What is being asked: Pull out every line below holding the word "tree".

══ Dataset records ══

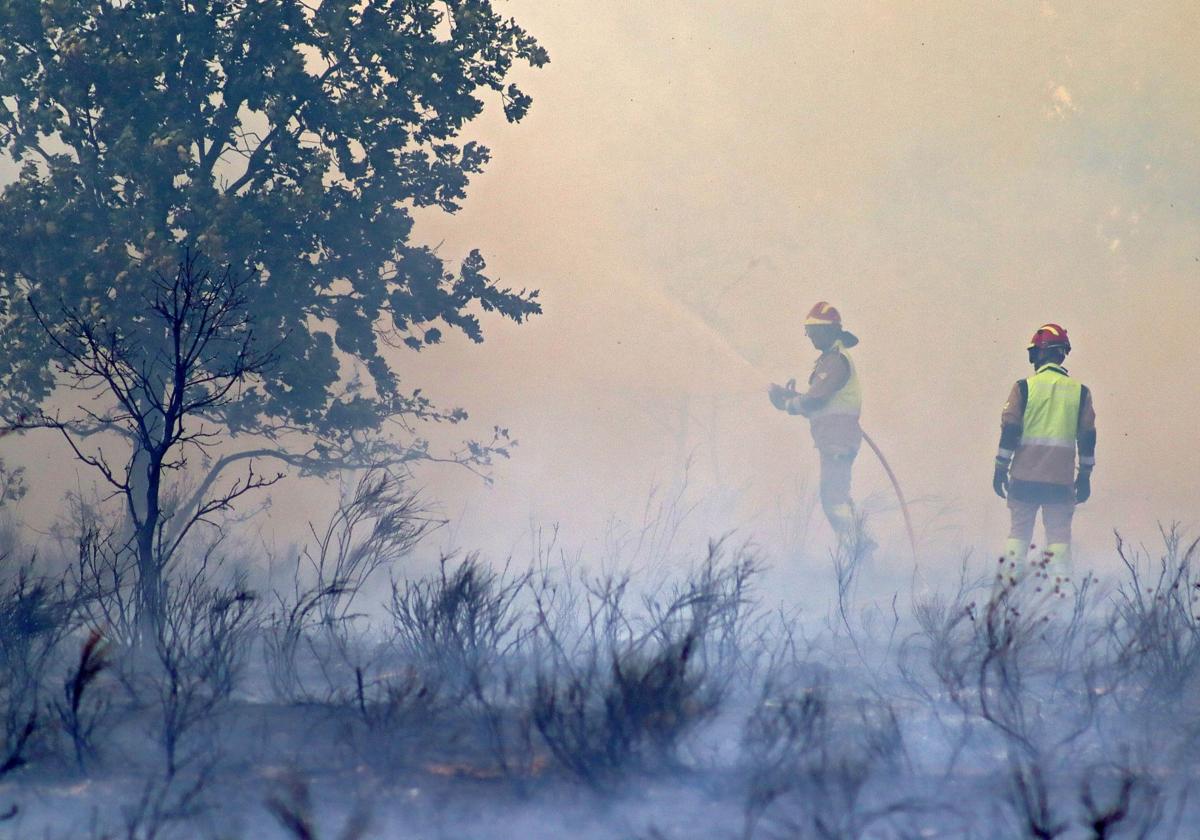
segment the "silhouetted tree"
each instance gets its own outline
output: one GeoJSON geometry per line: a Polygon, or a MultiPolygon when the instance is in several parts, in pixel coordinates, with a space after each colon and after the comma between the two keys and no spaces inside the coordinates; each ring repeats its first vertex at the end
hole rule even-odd
{"type": "MultiPolygon", "coordinates": [[[[4,420],[63,432],[126,495],[139,550],[162,470],[218,430],[252,443],[207,461],[172,542],[232,501],[214,488],[239,462],[431,457],[412,421],[465,413],[402,388],[390,349],[540,305],[478,252],[452,267],[411,241],[412,210],[458,209],[489,159],[465,124],[489,91],[520,120],[513,66],[548,60],[489,0],[0,0],[0,154],[21,163],[0,194],[4,420]],[[181,357],[206,330],[211,355],[181,357]],[[97,383],[112,405],[49,408],[97,383]],[[80,443],[114,430],[127,459],[80,443]]],[[[486,463],[497,434],[447,457],[486,463]]]]}
{"type": "Polygon", "coordinates": [[[62,433],[75,456],[95,468],[129,512],[137,551],[138,604],[150,629],[162,623],[163,571],[198,522],[270,486],[281,474],[246,473],[184,509],[164,507],[167,473],[183,469],[190,451],[203,454],[223,439],[212,421],[275,363],[255,340],[243,290],[248,278],[214,275],[189,256],[171,277],[156,277],[124,323],[62,304],[53,315],[31,300],[37,322],[57,350],[59,381],[83,402],[69,417],[39,422],[62,433]],[[88,396],[94,395],[89,406],[88,396]],[[102,447],[81,439],[115,433],[131,458],[114,464],[102,447]]]}

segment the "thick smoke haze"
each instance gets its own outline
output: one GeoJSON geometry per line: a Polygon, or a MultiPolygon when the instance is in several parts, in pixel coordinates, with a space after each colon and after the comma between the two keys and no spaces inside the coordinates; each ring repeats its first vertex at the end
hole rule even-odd
{"type": "MultiPolygon", "coordinates": [[[[863,339],[865,427],[955,538],[1003,535],[997,414],[1047,320],[1075,337],[1100,416],[1081,545],[1191,517],[1197,406],[1170,383],[1192,374],[1200,309],[1194,6],[528,14],[558,47],[545,107],[532,136],[498,135],[453,230],[503,224],[498,265],[546,289],[547,315],[513,340],[549,370],[506,352],[497,411],[473,403],[520,432],[513,480],[531,495],[565,480],[594,504],[614,477],[647,482],[677,455],[688,396],[689,445],[717,439],[726,483],[812,473],[803,422],[671,301],[782,379],[806,373],[799,322],[829,299],[863,339]],[[505,240],[523,246],[511,267],[505,240]]],[[[884,486],[859,463],[860,493],[884,486]]]]}
{"type": "Polygon", "coordinates": [[[95,471],[5,437],[0,838],[1192,836],[1200,4],[494,5],[552,63],[412,243],[544,313],[389,360],[470,413],[433,452],[519,445],[239,499],[148,627],[121,500],[87,527],[95,471]],[[879,546],[838,545],[768,400],[819,300],[915,569],[870,449],[879,546]],[[1049,321],[1098,415],[1077,574],[993,586],[1049,321]]]}
{"type": "MultiPolygon", "coordinates": [[[[999,411],[1050,320],[1070,330],[1099,415],[1080,562],[1109,562],[1113,527],[1194,520],[1195,4],[504,11],[553,63],[523,79],[527,120],[507,125],[496,103],[477,126],[493,161],[465,209],[422,215],[418,235],[444,255],[479,247],[506,285],[542,290],[545,314],[402,361],[411,385],[470,410],[468,432],[520,440],[494,487],[421,473],[455,520],[448,543],[503,553],[531,522],[583,537],[637,521],[689,458],[691,495],[719,500],[698,533],[770,543],[817,459],[765,388],[807,374],[800,323],[820,299],[862,339],[864,427],[939,556],[990,555],[1005,536],[989,487],[999,411]]],[[[36,520],[74,465],[48,435],[27,445],[21,515],[36,520]]],[[[903,556],[865,449],[855,481],[903,556]]],[[[300,517],[328,498],[295,481],[273,496],[300,517]]],[[[818,511],[809,547],[825,527],[818,511]]],[[[271,528],[292,523],[277,512],[271,528]]]]}

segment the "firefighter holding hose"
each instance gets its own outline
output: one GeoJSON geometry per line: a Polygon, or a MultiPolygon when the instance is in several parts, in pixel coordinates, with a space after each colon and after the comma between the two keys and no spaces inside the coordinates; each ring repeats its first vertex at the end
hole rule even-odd
{"type": "Polygon", "coordinates": [[[1067,375],[1067,331],[1045,324],[1030,339],[1034,374],[1013,385],[1000,419],[992,488],[1012,515],[997,583],[1015,586],[1028,574],[1026,555],[1038,510],[1046,546],[1035,573],[1038,589],[1065,597],[1071,584],[1071,518],[1092,494],[1096,411],[1087,386],[1067,375]],[[1076,470],[1076,450],[1079,453],[1076,470]]]}
{"type": "Polygon", "coordinates": [[[858,338],[842,327],[841,314],[825,301],[809,311],[804,333],[821,351],[808,388],[797,392],[792,380],[787,385],[772,384],[767,394],[780,411],[808,418],[821,456],[821,508],[842,542],[855,536],[850,477],[863,440],[859,426],[862,390],[854,362],[846,353],[858,344],[858,338]]]}

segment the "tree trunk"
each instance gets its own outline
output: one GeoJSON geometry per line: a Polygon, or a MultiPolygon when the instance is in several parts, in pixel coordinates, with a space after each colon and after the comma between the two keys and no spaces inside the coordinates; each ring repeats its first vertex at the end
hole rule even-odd
{"type": "Polygon", "coordinates": [[[147,520],[137,529],[138,635],[142,642],[158,638],[163,625],[162,568],[154,550],[155,524],[147,520]]]}
{"type": "Polygon", "coordinates": [[[154,545],[162,515],[158,494],[162,462],[153,452],[139,449],[129,469],[134,535],[137,542],[137,606],[140,642],[158,638],[163,626],[162,558],[154,545]]]}

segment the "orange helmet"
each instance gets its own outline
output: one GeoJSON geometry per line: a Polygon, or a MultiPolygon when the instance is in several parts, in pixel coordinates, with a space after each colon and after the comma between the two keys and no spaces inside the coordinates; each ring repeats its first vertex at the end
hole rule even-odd
{"type": "Polygon", "coordinates": [[[1029,339],[1030,350],[1046,350],[1051,347],[1062,347],[1071,352],[1071,339],[1067,337],[1067,328],[1058,324],[1043,324],[1038,327],[1033,338],[1029,339]]]}

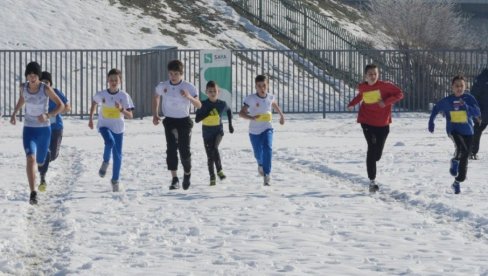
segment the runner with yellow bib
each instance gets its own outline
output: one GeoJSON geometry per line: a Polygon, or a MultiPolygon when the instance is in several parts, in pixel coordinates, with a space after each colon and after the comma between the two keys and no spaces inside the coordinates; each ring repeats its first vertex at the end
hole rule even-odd
{"type": "Polygon", "coordinates": [[[268,93],[269,82],[264,75],[254,79],[256,93],[244,99],[244,106],[239,116],[249,120],[249,138],[254,158],[258,163],[258,172],[264,179],[264,186],[270,186],[271,160],[273,157],[272,110],[280,115],[280,124],[285,123],[285,116],[276,102],[275,96],[268,93]]]}
{"type": "Polygon", "coordinates": [[[107,173],[110,159],[113,159],[112,191],[118,192],[120,169],[122,167],[122,142],[125,131],[124,117],[132,118],[134,104],[129,94],[119,89],[122,82],[122,72],[120,70],[111,69],[107,74],[107,81],[109,87],[93,96],[88,126],[93,129],[93,115],[97,106],[99,106],[97,128],[103,137],[105,148],[103,150],[103,162],[98,174],[100,177],[104,177],[107,173]]]}
{"type": "Polygon", "coordinates": [[[446,132],[455,146],[449,169],[455,177],[451,186],[455,194],[461,193],[461,182],[466,179],[468,157],[473,144],[474,120],[479,120],[481,115],[478,102],[472,95],[465,94],[465,89],[464,77],[455,76],[452,79],[453,93],[435,104],[429,119],[429,131],[433,133],[437,114],[446,114],[446,132]]]}
{"type": "Polygon", "coordinates": [[[227,103],[219,100],[219,87],[214,81],[209,81],[206,87],[208,99],[202,101],[202,107],[196,111],[195,122],[202,122],[203,144],[207,153],[208,173],[210,174],[210,186],[216,184],[215,169],[220,180],[226,178],[222,170],[219,145],[224,136],[222,117],[226,113],[229,122],[229,132],[234,133],[232,126],[232,111],[227,103]]]}

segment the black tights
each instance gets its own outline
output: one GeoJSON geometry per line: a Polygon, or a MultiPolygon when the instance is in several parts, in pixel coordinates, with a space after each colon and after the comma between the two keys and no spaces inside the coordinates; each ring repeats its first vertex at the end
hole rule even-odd
{"type": "Polygon", "coordinates": [[[381,159],[381,155],[383,154],[386,137],[390,133],[390,126],[376,127],[361,124],[361,127],[363,128],[366,142],[368,142],[368,153],[366,155],[368,178],[374,180],[376,179],[376,162],[381,159]]]}
{"type": "Polygon", "coordinates": [[[454,145],[456,146],[454,159],[459,161],[456,181],[462,182],[466,179],[466,173],[468,172],[468,157],[473,144],[473,135],[461,135],[453,132],[449,137],[454,141],[454,145]]]}
{"type": "Polygon", "coordinates": [[[222,135],[217,134],[210,139],[204,139],[205,152],[207,153],[207,165],[210,177],[215,177],[214,164],[217,172],[222,170],[222,162],[220,161],[219,144],[222,141],[222,135]]]}

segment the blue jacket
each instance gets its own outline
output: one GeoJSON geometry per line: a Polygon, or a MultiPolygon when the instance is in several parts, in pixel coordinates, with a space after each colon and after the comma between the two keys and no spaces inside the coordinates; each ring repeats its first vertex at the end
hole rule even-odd
{"type": "Polygon", "coordinates": [[[480,109],[476,99],[470,94],[456,97],[454,94],[438,101],[429,119],[429,131],[434,132],[434,120],[439,112],[446,116],[446,132],[461,135],[473,135],[473,119],[480,116],[480,109]]]}
{"type": "MultiPolygon", "coordinates": [[[[61,92],[57,88],[54,88],[53,90],[64,104],[68,102],[68,99],[66,98],[66,96],[64,96],[63,92],[61,92]]],[[[49,99],[49,109],[48,109],[49,112],[53,111],[54,109],[56,109],[56,103],[53,102],[51,99],[49,99]]],[[[58,113],[56,117],[52,117],[50,120],[51,120],[51,129],[55,129],[55,130],[63,129],[63,118],[61,117],[61,113],[58,113]]]]}
{"type": "Polygon", "coordinates": [[[217,134],[224,135],[224,127],[222,125],[224,113],[227,113],[229,129],[232,129],[230,130],[232,133],[232,111],[227,106],[227,103],[222,100],[217,100],[214,103],[209,99],[202,101],[202,107],[196,111],[195,122],[203,121],[203,139],[211,139],[217,134]]]}
{"type": "Polygon", "coordinates": [[[488,122],[488,69],[484,69],[474,80],[471,95],[478,101],[481,119],[488,122]]]}

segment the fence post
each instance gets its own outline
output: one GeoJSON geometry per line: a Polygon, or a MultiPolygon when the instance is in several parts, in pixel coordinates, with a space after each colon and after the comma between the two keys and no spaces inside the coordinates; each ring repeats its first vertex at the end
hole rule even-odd
{"type": "Polygon", "coordinates": [[[259,0],[259,25],[263,21],[263,0],[259,0]]]}
{"type": "MultiPolygon", "coordinates": [[[[308,36],[307,36],[307,31],[308,31],[308,24],[307,24],[307,9],[303,8],[303,47],[305,47],[305,50],[308,51],[308,36]]],[[[306,57],[308,58],[308,57],[306,57]]]]}
{"type": "Polygon", "coordinates": [[[83,111],[84,111],[84,104],[83,104],[83,52],[80,52],[80,119],[83,119],[83,111]]]}

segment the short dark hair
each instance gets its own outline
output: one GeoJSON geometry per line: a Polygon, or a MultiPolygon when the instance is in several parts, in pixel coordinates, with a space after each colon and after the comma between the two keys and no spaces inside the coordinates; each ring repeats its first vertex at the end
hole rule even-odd
{"type": "Polygon", "coordinates": [[[51,73],[48,71],[42,71],[40,80],[47,80],[49,82],[49,85],[53,85],[53,77],[51,76],[51,73]]]}
{"type": "Polygon", "coordinates": [[[452,81],[451,81],[451,85],[453,85],[456,81],[458,80],[462,80],[462,81],[466,81],[466,79],[464,78],[463,75],[455,75],[453,78],[452,78],[452,81]]]}
{"type": "Polygon", "coordinates": [[[107,73],[107,78],[112,76],[112,75],[119,76],[120,80],[122,81],[122,71],[120,71],[119,69],[117,69],[117,68],[110,69],[110,71],[108,71],[108,73],[107,73]]]}
{"type": "Polygon", "coordinates": [[[256,78],[254,79],[254,83],[258,83],[258,82],[268,82],[268,77],[266,77],[265,75],[257,75],[256,78]]]}
{"type": "Polygon", "coordinates": [[[183,74],[183,62],[175,59],[168,63],[168,71],[176,71],[183,74]]]}
{"type": "Polygon", "coordinates": [[[30,74],[36,74],[39,76],[39,78],[41,78],[41,71],[42,71],[41,65],[39,65],[39,63],[37,63],[35,61],[31,61],[25,67],[24,75],[25,75],[25,77],[27,77],[30,74]]]}
{"type": "Polygon", "coordinates": [[[364,73],[368,73],[368,71],[371,69],[378,69],[378,65],[373,63],[366,65],[366,67],[364,67],[364,73]]]}
{"type": "Polygon", "coordinates": [[[206,86],[206,89],[209,89],[209,88],[219,88],[219,86],[217,85],[217,83],[213,80],[207,82],[207,86],[206,86]]]}

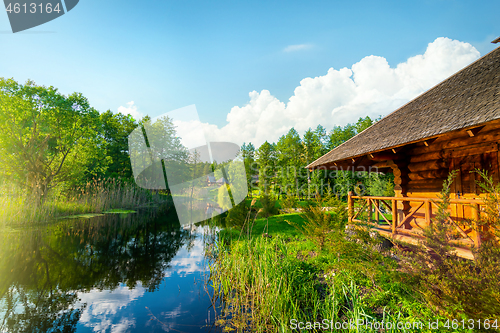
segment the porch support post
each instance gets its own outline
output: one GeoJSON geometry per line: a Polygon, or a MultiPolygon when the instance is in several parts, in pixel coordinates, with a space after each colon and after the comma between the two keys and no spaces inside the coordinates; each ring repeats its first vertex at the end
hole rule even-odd
{"type": "Polygon", "coordinates": [[[474,204],[472,207],[472,220],[474,221],[474,229],[476,229],[476,237],[474,237],[476,249],[481,246],[481,226],[478,225],[480,214],[479,204],[474,204]]]}
{"type": "Polygon", "coordinates": [[[392,199],[392,234],[396,234],[398,225],[398,202],[397,199],[392,199]]]}
{"type": "Polygon", "coordinates": [[[347,193],[347,211],[349,214],[349,223],[352,223],[352,217],[354,216],[354,201],[352,200],[352,191],[347,193]]]}

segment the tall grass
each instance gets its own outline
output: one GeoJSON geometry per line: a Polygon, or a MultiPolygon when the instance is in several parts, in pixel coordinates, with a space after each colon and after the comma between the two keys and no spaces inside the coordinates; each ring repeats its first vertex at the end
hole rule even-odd
{"type": "Polygon", "coordinates": [[[110,209],[137,209],[165,203],[165,196],[115,179],[88,182],[78,189],[54,189],[40,200],[16,185],[0,185],[0,226],[42,223],[110,209]]]}
{"type": "Polygon", "coordinates": [[[296,242],[280,236],[227,242],[217,242],[210,265],[214,298],[221,304],[217,324],[225,331],[290,332],[302,322],[313,332],[337,331],[342,323],[353,325],[341,331],[372,332],[354,323],[412,321],[394,307],[393,314],[384,309],[373,317],[366,288],[349,269],[318,270],[296,255],[303,246],[296,242]]]}

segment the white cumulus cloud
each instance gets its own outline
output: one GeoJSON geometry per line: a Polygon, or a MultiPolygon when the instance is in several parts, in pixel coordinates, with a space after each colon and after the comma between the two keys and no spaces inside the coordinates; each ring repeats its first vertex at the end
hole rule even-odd
{"type": "Polygon", "coordinates": [[[291,127],[303,133],[318,124],[327,130],[359,117],[387,115],[467,66],[480,56],[469,43],[440,37],[424,54],[391,67],[370,55],[351,68],[330,68],[323,76],[305,78],[287,103],[268,90],[249,93],[244,106],[234,106],[222,128],[203,124],[212,141],[275,142],[291,127]]]}
{"type": "Polygon", "coordinates": [[[137,105],[135,105],[134,101],[130,101],[127,103],[127,106],[119,106],[118,112],[124,115],[131,115],[132,118],[139,120],[142,118],[142,113],[137,111],[137,105]]]}

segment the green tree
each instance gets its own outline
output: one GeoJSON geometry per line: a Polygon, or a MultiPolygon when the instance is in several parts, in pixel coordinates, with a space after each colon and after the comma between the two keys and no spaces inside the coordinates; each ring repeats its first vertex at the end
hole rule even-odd
{"type": "Polygon", "coordinates": [[[307,165],[323,155],[323,145],[316,131],[308,129],[302,139],[304,143],[304,164],[307,165]]]}
{"type": "Polygon", "coordinates": [[[293,192],[297,193],[301,183],[305,181],[305,165],[304,145],[295,128],[292,127],[286,135],[279,138],[276,152],[281,188],[286,191],[293,189],[293,192]]]}
{"type": "Polygon", "coordinates": [[[259,186],[266,191],[273,183],[276,173],[276,147],[264,142],[256,153],[259,170],[259,186]]]}
{"type": "MultiPolygon", "coordinates": [[[[247,177],[247,186],[251,189],[252,186],[252,176],[256,174],[254,171],[254,163],[255,163],[255,147],[251,142],[248,144],[243,143],[240,148],[241,157],[243,158],[243,162],[245,164],[246,177],[247,177]]],[[[252,191],[248,191],[251,195],[252,191]]]]}
{"type": "Polygon", "coordinates": [[[347,124],[344,127],[335,126],[328,135],[328,150],[340,146],[355,135],[356,128],[352,124],[347,124]]]}
{"type": "Polygon", "coordinates": [[[98,129],[82,94],[0,78],[0,169],[38,198],[85,173],[102,143],[98,129]]]}
{"type": "Polygon", "coordinates": [[[354,125],[354,127],[356,128],[356,133],[363,132],[365,129],[373,125],[375,122],[369,116],[366,116],[364,118],[360,117],[356,125],[354,125]]]}
{"type": "Polygon", "coordinates": [[[128,136],[138,126],[131,116],[106,111],[101,114],[101,126],[106,141],[106,156],[110,161],[106,170],[107,177],[132,177],[128,136]]]}

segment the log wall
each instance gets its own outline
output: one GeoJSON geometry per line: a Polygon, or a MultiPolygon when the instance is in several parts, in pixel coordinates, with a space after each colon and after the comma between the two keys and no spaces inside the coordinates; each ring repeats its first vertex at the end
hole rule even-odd
{"type": "MultiPolygon", "coordinates": [[[[474,136],[463,129],[436,138],[431,143],[414,143],[401,150],[406,155],[406,177],[400,180],[403,188],[397,196],[437,198],[443,188],[449,172],[458,170],[457,177],[451,186],[451,198],[473,199],[481,196],[481,189],[476,181],[480,178],[473,172],[475,169],[487,170],[496,183],[500,174],[500,122],[494,121],[477,128],[474,136]]],[[[404,167],[399,166],[400,170],[404,167]]],[[[401,172],[401,171],[399,171],[401,172]]],[[[400,208],[401,216],[412,211],[418,203],[400,208]]],[[[424,207],[421,207],[412,218],[407,228],[425,227],[424,207]]],[[[433,213],[437,211],[432,208],[433,213]]],[[[465,225],[465,220],[474,215],[473,208],[463,205],[451,205],[450,213],[454,220],[465,225]],[[460,221],[463,221],[461,223],[460,221]]],[[[433,215],[435,217],[435,214],[433,215]]],[[[471,238],[474,232],[469,230],[471,238]]]]}

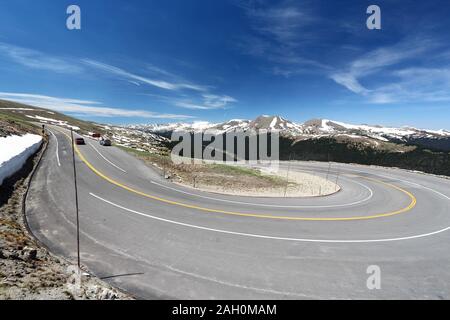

═══

Written solution:
segment the "silhouetted tree"
segment the "tree trunk"
segment the green tree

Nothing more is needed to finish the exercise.